◆ Exercise passage:
____

Optimal personalised treatment computation through in silico clinical trials on patient digital twins

Stefano Sinisi, Vadim Alimguzhin, Toni Mancini, Enrico Tronci, Federico Mari, Brigitte Leeners. Fundamenta Informaticae, 174(3-4), pages 283-310, 2020.

Stefano Sinisi, Vadim Alimguzhin, Toni Mancini, Enrico Tronci, Federico Mari, Brigitte Leeners.
Optimal personalised treatment computation through in silico clinical trials on patient digital twins.
Fundamenta Informaticae, 174(3-4), pages 283-310, 2020.
DOI: 10.3233/FI-2020-1943

BibTex entry

In Silico Clinical Trials (ISCT), i.e., clinical experimental campaigns carried out by means of computer simulations, hold the promise to decrease time and cost for the safety and efficacy assessment of pharmacological treatments, reduce the need for animal and human testing, and enable precision medicine.

We developed methods and an algorithm that, by means of extensive computer simulation-based experimental campaigns (ISCT) guided by intelligent search, optimise a pharmacological treatment for an individual patient (precision medicine).

____

◆ Requirement:
Extend the abstract on computing optimal personalized treatments through in silico clinical trials, starting right after its final sentence.

____

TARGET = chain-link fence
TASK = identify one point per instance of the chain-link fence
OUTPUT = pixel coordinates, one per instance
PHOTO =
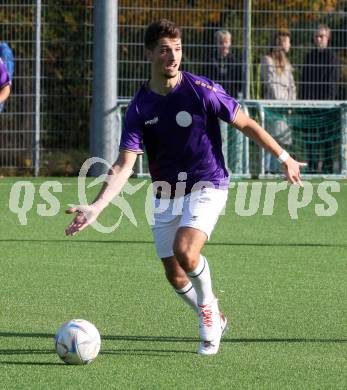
(63, 87)
(66, 65)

____

◆ Your response:
Starting from clinical data collected from a real patient, our approach first computes their digital twin, which defines a digital representation of that patient physiology. Then, by means of intelligent search on such a digital twin over large High Performance Computing (HPC) infrastructures, our algorithm computes, in silico, the lightest (in terms of overall amount of administered drug) treatment still effective for that patient.

Results

  • Effectiveness shown on a case study involving a real pharmacological treatment, namely the downregulation phase of a complex clinical protocol for assisted reproduction in humans
  • Multi-arm ISCT conducted, involving 21 patients. Each patient defined a distinct arm of our ISCT.
  • For each such patient, the optimal (lightest) still-effective downregulation treatment was synthesised
  • Computed treatments save, on average, 59.18% of the drug administered in the reference treatment (stddev: 13%).